- **SUPPLIED MATERIAL**
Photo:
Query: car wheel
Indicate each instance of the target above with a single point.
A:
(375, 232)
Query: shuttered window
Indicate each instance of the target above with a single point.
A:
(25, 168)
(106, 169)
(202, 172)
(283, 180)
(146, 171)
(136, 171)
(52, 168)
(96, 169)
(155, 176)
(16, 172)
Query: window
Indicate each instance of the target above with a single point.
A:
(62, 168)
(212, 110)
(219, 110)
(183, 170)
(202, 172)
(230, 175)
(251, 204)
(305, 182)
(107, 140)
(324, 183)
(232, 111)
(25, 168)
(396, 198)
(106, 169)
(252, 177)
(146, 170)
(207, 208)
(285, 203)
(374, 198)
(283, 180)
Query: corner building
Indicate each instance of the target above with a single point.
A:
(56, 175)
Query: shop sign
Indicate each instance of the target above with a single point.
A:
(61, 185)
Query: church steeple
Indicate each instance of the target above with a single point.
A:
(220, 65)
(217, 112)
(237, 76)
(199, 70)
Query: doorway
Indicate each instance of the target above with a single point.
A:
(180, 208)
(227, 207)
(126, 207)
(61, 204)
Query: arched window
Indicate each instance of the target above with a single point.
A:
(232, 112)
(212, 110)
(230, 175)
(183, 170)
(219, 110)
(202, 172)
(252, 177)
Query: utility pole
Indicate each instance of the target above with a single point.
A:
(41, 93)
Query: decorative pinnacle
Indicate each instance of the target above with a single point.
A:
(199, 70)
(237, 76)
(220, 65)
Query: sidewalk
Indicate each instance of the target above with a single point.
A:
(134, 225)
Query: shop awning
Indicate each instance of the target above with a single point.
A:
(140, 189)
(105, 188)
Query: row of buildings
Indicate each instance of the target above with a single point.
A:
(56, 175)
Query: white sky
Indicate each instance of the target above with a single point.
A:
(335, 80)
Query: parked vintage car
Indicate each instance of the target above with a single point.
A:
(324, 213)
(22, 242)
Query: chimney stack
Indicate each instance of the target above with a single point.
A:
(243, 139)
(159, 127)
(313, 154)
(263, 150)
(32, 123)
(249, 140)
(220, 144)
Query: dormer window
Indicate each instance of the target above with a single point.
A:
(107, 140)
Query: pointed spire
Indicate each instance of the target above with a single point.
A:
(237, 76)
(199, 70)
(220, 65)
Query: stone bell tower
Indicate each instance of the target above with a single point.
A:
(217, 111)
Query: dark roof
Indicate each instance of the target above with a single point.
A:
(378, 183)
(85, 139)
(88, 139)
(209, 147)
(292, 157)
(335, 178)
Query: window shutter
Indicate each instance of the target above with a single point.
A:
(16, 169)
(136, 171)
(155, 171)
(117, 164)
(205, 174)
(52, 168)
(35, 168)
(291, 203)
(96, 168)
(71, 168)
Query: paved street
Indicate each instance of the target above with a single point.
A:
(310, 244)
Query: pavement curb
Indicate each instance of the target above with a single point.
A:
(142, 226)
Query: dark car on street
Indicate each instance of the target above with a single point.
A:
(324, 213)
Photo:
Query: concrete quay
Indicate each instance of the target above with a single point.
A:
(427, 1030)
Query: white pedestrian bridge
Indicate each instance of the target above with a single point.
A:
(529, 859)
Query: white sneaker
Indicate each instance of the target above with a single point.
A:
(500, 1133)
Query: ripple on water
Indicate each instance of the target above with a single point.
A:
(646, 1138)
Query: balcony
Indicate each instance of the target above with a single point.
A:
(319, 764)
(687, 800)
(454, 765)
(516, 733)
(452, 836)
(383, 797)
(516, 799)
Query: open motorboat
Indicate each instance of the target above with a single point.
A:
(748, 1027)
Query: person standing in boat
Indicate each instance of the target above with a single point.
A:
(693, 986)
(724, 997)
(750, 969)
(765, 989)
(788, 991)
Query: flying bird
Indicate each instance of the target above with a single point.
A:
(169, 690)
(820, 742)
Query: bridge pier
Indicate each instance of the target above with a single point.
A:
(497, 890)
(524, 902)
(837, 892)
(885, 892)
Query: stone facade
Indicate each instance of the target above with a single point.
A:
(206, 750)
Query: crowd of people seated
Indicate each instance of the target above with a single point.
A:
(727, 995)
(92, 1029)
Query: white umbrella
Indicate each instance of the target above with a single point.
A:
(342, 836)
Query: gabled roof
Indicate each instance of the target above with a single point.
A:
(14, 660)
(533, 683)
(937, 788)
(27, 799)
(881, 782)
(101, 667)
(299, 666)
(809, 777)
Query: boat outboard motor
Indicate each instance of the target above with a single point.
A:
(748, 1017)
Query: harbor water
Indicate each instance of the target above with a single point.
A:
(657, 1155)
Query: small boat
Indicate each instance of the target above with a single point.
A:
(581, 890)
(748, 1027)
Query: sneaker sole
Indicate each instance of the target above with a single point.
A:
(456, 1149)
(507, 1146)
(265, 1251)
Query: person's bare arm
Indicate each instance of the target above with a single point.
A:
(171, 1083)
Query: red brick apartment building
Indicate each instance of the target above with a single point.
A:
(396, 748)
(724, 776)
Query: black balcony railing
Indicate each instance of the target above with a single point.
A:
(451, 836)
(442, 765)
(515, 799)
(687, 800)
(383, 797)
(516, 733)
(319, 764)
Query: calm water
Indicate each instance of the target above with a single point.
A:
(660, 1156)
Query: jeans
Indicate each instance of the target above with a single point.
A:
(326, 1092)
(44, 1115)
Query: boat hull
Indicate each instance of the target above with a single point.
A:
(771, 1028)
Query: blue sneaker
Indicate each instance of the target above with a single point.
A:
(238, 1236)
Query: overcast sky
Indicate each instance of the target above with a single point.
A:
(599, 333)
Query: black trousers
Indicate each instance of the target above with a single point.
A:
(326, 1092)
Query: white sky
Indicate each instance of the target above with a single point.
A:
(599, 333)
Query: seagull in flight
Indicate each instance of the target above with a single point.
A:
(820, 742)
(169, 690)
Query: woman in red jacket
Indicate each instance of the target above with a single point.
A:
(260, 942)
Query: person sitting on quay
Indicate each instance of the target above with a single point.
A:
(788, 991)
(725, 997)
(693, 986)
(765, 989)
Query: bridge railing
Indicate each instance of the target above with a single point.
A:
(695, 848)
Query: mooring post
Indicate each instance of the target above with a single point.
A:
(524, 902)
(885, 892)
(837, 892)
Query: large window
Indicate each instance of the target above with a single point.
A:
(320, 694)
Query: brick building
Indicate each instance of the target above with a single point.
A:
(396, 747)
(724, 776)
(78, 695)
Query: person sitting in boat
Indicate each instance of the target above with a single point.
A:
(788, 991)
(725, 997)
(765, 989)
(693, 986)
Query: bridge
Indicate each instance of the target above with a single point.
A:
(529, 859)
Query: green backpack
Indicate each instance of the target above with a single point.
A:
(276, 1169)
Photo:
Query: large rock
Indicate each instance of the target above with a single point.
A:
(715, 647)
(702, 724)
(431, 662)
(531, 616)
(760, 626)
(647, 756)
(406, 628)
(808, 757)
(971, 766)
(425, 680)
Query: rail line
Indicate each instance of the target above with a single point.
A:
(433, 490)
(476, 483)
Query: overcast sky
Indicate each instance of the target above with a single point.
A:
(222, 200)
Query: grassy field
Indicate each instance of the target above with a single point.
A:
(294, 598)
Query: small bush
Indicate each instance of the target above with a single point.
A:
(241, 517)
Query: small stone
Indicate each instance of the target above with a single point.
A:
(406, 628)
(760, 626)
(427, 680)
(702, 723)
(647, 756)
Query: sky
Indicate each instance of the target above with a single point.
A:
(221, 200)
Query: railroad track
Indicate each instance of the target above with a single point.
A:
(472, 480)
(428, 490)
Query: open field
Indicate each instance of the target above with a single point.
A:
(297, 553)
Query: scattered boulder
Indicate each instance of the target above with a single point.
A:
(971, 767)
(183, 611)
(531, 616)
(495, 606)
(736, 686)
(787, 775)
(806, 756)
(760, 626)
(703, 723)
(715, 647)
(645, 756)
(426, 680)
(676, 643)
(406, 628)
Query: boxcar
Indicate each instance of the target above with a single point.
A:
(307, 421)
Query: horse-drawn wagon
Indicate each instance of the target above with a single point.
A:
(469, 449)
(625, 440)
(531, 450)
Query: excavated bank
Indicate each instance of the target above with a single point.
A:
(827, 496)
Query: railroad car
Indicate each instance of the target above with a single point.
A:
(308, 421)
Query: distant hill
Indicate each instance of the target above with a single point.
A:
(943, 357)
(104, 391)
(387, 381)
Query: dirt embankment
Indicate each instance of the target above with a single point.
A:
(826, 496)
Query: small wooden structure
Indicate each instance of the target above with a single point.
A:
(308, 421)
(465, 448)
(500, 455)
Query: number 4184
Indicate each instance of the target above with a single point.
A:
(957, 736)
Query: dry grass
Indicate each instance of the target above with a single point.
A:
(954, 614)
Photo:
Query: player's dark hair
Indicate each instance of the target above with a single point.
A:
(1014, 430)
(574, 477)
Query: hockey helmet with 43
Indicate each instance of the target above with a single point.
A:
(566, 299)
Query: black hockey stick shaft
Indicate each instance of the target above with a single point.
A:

- **WHAT YOU NEED TO DO**
Please swap "dry grass" for "withered grass" in the lines starting with the one containing "Query: number 4184" and going on through the end of the items, and give those lines back with nothing else changed.

- **TASK ANSWER**
Query: number 4184
Indicate each instance of the target above with a single point.
A:
(957, 736)
Query: withered grass
Indicate each instance of the target above with a single point.
A:
(954, 614)
Photo:
Query: player's dark hair
Indicate each instance of the target above with a single point.
A:
(1014, 430)
(574, 477)
Query: hockey helmet with 43
Indicate each instance of the target above with a single point.
A:
(566, 299)
Query: black hockey stick shaft
Indicate each instance of the target above with a single point.
A:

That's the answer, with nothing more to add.